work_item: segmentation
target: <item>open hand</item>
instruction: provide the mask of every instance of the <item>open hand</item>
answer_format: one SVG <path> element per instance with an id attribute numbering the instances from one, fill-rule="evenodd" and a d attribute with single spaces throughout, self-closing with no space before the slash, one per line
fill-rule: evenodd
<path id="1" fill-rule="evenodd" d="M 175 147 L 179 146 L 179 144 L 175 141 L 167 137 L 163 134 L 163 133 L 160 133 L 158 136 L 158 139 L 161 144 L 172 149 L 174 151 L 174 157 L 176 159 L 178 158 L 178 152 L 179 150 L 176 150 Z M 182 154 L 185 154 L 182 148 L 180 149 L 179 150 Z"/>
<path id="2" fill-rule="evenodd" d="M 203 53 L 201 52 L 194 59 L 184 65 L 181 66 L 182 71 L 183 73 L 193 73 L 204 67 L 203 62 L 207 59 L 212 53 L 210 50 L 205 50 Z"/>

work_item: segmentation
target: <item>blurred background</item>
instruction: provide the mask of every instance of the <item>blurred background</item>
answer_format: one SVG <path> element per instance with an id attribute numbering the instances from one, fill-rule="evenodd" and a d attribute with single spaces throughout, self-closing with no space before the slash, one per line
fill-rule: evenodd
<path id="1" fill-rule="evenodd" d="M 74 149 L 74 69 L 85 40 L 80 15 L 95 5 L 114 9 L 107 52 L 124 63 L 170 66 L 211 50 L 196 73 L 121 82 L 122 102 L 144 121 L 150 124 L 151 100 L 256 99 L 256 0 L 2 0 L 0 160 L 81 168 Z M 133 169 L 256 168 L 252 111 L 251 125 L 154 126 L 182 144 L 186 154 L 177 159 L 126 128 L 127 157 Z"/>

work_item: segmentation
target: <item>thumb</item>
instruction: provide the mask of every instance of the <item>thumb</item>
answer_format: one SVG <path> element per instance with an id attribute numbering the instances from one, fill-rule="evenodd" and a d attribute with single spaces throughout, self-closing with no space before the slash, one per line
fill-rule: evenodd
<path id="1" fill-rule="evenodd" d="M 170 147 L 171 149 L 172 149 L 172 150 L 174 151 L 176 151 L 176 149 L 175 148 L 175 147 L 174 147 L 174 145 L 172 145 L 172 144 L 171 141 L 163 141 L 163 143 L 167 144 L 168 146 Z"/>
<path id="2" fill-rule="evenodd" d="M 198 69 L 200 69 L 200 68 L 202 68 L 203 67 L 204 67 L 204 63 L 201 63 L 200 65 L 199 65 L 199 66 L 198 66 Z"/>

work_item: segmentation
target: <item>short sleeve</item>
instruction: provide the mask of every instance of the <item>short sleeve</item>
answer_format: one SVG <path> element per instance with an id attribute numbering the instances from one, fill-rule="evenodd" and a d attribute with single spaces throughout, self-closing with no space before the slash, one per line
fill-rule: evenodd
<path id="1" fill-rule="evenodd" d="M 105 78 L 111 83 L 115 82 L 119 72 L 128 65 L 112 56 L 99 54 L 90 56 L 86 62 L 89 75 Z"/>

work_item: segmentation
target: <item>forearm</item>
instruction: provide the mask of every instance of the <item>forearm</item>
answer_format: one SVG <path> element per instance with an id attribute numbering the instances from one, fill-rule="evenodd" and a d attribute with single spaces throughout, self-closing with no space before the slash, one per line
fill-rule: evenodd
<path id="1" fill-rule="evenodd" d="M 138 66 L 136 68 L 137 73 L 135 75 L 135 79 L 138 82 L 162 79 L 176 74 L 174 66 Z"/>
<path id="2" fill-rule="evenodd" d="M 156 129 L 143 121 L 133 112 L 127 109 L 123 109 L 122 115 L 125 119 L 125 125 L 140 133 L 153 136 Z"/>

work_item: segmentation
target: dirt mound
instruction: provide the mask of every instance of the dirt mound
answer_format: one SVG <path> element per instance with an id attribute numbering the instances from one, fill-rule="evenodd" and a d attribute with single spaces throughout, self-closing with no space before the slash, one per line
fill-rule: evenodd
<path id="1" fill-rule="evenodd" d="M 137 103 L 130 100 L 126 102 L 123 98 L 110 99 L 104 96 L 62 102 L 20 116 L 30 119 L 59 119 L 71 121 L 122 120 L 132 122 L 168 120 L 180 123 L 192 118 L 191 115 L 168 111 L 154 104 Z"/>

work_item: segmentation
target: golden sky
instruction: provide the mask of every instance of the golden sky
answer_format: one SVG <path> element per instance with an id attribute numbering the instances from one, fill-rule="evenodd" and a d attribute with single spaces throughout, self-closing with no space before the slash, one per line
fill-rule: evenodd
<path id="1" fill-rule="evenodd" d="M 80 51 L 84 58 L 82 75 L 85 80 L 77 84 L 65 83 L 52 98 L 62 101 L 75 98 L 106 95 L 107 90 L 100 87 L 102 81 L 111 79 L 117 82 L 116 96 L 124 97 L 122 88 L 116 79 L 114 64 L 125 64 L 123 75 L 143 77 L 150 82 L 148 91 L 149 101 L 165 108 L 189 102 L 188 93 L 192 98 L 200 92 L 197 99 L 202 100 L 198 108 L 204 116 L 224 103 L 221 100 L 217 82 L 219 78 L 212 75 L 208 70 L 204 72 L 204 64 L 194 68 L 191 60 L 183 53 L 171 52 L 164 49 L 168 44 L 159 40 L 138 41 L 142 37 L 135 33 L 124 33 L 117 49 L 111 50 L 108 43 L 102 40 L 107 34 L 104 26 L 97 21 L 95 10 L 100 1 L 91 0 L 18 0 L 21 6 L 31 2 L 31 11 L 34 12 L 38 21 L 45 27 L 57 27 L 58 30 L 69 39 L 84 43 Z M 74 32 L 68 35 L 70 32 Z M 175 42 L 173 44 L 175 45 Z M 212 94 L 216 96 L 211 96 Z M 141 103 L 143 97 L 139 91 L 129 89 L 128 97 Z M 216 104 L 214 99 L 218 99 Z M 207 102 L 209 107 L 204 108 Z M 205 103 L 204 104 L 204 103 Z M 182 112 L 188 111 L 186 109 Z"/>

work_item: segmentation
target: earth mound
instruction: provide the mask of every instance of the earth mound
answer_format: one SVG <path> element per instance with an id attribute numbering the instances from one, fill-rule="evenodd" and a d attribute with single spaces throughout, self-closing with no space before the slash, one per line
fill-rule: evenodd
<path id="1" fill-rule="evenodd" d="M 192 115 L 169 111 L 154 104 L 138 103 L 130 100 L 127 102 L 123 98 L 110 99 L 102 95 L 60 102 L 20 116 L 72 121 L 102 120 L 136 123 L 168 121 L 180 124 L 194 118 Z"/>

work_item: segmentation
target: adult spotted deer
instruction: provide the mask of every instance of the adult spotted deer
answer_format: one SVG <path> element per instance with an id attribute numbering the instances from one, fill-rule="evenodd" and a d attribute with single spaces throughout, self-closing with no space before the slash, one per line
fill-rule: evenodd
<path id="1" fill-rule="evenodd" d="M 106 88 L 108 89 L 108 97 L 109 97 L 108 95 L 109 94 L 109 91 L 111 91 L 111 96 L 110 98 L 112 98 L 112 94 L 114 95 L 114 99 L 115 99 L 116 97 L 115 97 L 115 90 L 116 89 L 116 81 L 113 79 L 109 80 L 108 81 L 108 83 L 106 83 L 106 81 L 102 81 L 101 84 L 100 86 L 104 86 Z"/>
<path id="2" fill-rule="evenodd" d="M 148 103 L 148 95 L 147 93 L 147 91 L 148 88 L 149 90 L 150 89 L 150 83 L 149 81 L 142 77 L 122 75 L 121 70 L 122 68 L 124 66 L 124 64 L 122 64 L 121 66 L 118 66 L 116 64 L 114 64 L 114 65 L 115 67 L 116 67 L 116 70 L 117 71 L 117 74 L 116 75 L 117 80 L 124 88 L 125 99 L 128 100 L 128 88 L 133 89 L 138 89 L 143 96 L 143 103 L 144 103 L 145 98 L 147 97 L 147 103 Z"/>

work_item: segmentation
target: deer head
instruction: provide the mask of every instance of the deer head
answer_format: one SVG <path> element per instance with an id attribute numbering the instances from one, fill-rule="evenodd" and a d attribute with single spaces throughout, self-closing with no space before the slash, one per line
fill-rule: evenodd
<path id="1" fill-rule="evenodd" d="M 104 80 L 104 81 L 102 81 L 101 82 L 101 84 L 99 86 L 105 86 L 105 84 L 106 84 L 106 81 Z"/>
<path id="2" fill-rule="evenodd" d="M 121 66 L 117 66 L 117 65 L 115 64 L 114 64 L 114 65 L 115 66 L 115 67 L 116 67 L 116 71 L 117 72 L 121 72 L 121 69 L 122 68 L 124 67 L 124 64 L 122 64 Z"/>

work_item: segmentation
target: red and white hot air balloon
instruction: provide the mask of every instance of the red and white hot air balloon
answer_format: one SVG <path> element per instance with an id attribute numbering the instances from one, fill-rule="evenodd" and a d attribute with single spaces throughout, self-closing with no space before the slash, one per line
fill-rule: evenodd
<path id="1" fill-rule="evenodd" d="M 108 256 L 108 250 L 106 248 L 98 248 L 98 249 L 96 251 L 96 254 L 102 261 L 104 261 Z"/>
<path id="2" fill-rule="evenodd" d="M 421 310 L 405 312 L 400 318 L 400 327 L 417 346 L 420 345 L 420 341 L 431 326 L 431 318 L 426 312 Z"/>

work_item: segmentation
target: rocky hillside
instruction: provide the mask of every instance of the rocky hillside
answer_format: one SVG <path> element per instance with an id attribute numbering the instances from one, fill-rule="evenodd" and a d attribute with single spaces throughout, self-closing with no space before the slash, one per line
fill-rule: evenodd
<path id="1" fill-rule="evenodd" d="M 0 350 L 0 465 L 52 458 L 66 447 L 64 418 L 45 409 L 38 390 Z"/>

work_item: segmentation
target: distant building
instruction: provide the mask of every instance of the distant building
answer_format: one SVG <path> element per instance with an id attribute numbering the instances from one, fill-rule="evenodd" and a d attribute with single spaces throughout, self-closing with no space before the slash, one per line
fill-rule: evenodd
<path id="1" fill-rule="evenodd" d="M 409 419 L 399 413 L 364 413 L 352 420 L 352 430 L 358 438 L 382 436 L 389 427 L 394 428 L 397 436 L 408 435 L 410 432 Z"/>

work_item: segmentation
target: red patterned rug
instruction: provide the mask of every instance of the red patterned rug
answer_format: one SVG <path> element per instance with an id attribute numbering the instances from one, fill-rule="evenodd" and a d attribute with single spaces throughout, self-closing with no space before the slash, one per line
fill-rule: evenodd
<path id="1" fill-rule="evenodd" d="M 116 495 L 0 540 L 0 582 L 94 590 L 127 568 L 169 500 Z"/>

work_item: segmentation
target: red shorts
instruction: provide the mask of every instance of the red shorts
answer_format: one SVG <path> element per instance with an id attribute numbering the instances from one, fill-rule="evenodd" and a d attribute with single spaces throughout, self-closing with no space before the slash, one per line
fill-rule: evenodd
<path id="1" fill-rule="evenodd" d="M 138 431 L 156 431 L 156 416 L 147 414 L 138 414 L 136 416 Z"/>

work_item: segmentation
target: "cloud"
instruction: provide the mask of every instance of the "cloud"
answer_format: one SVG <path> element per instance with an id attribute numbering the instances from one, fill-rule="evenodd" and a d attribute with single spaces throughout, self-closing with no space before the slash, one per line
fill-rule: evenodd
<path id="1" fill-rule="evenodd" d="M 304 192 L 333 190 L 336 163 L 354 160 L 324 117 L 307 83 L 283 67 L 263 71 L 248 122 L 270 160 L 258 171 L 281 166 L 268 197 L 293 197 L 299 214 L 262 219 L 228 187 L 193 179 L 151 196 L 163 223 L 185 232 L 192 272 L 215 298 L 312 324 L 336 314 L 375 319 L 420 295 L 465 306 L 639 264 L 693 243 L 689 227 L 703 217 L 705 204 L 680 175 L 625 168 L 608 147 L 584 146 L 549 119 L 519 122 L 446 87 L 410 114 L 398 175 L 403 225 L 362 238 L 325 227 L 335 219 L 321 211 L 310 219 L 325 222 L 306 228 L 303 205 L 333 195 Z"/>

Task to complete: Take the data above from its first line through the line containing "74 149 L 74" and set those lines out as a Markdown table with the columns No. and Line, numbering the rows and leaving out blank lines.

Finished exercise:
| No. | Line |
|---|---|
| 1 | work_item: segmentation |
| 2 | target: <item>open hand</item> |
| 3 | instruction: provide the mask of every instance of the <item>open hand</item> |
| 4 | answer_format: one SVG <path> element per instance with an id attribute numbering the instances from one, fill-rule="evenodd" and a d attribute with single spaces throughout, self-closing with no space before the slash, one per line |
| 5 | fill-rule: evenodd |
| 6 | <path id="1" fill-rule="evenodd" d="M 175 147 L 179 146 L 179 144 L 175 141 L 167 137 L 163 134 L 163 133 L 160 133 L 158 136 L 158 139 L 161 144 L 172 149 L 174 151 L 174 157 L 176 159 L 178 158 L 178 152 L 179 150 L 176 150 Z M 182 154 L 185 154 L 182 148 L 180 149 L 179 150 Z"/> |
| 7 | <path id="2" fill-rule="evenodd" d="M 203 53 L 201 52 L 194 59 L 184 65 L 181 66 L 182 71 L 183 73 L 193 73 L 204 67 L 203 62 L 207 59 L 212 53 L 210 50 L 205 50 Z"/> |
| 8 | work_item: segmentation |
| 9 | target: <item>blurred background</item> |
| 10 | instruction: provide the mask of every instance of the <item>blurred background</item> |
| 11 | answer_format: one SVG <path> element per instance with an id attribute numbering the instances from one, fill-rule="evenodd" and a d attribute with single spaces throughout, self-closing with no space before the slash, one per line |
| 12 | fill-rule: evenodd |
| 13 | <path id="1" fill-rule="evenodd" d="M 74 149 L 74 69 L 85 40 L 80 15 L 95 5 L 114 9 L 107 52 L 124 63 L 170 66 L 211 50 L 196 73 L 121 82 L 122 102 L 144 121 L 150 124 L 151 100 L 256 99 L 256 0 L 2 0 L 0 160 L 81 168 Z M 133 169 L 256 168 L 252 111 L 251 125 L 154 126 L 182 144 L 186 154 L 177 159 L 126 128 L 127 157 Z"/> |